(Saved entries)
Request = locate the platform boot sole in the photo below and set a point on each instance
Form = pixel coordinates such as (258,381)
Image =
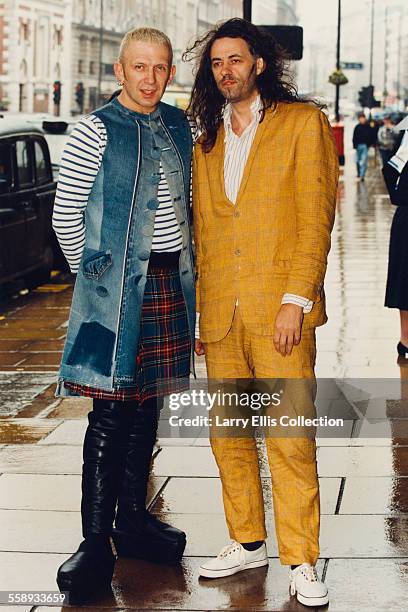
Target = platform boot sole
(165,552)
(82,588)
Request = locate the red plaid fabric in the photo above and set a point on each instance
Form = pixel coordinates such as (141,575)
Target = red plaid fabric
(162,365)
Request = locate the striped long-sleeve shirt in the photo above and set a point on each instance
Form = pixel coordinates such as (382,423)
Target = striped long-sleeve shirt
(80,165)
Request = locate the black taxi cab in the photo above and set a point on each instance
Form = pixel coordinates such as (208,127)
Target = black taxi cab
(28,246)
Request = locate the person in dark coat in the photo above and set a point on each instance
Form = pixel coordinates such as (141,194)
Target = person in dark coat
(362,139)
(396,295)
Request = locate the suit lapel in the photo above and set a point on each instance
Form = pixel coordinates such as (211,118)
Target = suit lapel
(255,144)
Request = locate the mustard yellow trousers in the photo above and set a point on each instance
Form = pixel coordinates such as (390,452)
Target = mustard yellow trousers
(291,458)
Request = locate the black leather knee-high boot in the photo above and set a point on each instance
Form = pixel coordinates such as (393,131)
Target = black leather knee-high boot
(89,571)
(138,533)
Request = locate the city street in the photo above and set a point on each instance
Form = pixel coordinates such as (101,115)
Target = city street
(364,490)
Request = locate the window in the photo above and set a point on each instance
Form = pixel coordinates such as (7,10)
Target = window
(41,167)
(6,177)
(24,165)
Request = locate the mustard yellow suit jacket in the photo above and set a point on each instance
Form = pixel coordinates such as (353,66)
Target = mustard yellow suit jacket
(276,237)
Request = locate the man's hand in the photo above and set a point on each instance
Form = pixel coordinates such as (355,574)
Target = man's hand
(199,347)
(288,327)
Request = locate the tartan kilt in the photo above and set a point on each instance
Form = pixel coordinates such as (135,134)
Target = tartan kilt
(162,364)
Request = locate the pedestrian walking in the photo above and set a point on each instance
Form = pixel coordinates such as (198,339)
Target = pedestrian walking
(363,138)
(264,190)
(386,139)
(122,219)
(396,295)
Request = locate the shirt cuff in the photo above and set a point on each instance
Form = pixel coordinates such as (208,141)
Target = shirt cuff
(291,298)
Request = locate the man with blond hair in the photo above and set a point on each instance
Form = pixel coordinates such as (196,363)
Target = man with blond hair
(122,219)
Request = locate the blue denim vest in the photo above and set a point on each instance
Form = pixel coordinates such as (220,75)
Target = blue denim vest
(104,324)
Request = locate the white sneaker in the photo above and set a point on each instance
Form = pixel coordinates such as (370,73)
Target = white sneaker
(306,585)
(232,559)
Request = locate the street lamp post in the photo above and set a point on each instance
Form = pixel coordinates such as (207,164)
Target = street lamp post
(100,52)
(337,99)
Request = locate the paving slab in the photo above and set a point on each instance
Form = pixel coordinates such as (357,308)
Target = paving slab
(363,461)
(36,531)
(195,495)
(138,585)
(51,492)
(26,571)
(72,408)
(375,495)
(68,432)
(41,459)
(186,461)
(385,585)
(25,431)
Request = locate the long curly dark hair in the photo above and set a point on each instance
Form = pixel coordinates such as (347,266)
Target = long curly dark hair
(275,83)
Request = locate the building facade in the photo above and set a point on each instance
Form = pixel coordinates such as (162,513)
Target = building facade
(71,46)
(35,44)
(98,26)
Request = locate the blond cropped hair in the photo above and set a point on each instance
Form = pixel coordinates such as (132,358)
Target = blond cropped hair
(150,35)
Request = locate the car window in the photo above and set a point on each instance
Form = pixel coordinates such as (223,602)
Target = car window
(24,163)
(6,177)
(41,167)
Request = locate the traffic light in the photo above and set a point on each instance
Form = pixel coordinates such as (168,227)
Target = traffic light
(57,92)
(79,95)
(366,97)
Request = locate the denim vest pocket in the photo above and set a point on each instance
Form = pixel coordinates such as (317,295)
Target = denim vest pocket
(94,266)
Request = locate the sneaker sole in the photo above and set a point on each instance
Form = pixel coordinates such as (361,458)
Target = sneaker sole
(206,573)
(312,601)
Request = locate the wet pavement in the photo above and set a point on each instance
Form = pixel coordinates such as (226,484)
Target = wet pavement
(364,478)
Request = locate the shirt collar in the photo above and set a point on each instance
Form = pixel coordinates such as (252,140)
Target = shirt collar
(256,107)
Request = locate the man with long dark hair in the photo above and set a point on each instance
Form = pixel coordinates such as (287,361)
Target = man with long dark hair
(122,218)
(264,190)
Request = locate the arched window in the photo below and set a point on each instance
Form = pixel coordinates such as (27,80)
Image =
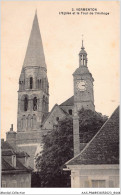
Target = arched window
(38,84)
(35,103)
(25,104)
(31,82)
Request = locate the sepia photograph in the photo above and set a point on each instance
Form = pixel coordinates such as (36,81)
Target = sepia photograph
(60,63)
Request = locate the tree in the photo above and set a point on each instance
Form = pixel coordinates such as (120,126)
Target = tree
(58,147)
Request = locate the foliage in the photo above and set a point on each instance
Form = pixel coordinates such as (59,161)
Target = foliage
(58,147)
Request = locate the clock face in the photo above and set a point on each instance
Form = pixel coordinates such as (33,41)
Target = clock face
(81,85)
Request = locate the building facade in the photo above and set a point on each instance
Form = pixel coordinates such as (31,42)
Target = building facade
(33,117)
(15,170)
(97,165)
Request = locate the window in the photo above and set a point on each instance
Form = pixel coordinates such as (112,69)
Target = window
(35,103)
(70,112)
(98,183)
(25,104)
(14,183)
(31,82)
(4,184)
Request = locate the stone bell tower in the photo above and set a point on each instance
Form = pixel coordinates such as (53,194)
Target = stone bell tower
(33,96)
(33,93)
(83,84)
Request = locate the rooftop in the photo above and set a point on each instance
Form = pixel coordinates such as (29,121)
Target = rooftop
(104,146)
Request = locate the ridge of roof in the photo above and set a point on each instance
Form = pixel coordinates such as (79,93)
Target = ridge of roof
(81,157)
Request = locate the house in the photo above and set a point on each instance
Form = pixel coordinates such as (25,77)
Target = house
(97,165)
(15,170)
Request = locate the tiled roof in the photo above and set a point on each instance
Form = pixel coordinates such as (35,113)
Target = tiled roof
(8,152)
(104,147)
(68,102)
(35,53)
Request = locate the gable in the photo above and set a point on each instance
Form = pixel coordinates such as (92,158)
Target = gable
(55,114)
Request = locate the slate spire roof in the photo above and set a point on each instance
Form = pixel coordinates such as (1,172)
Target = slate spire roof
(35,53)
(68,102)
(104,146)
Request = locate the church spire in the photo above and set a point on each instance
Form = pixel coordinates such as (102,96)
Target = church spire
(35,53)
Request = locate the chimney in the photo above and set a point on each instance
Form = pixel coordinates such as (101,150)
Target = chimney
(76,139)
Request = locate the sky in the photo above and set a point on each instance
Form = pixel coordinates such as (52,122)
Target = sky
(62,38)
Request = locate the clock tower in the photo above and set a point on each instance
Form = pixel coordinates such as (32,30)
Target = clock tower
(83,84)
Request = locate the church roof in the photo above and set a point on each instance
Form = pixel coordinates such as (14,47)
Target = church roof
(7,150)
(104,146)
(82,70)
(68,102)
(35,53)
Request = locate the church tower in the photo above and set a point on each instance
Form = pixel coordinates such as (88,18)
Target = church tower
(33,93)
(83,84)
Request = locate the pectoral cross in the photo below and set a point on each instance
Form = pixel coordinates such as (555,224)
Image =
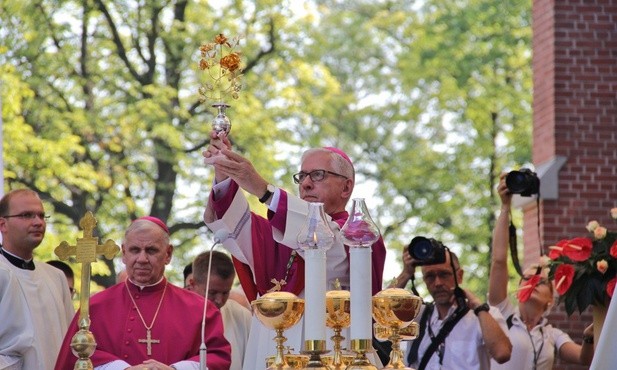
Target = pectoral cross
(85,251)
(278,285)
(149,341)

WHAT YOU SHOULD DO ::
The lines above from the one containing "Form = pixel coordinates such as (317,295)" through the one containing "Request = locate the shirt collar" are to be set down exactly, and no others.

REPLY TO THE TASK ::
Form = pixel coordinates such as (317,295)
Target = denim vest pocket
(94,266)
Request = locate the sneaker sole in the photo above and set a point on each instance
Form = pixel coordinates such as (361,458)
Target = sneaker sole
(206,573)
(312,601)
Request = locate the wet pavement in the photo above and set a point on each instance
Form = pixel coordinates such as (226,484)
Target = wet pavement
(364,478)
Request = locate the shirt collar in the photo above and set a point on each instance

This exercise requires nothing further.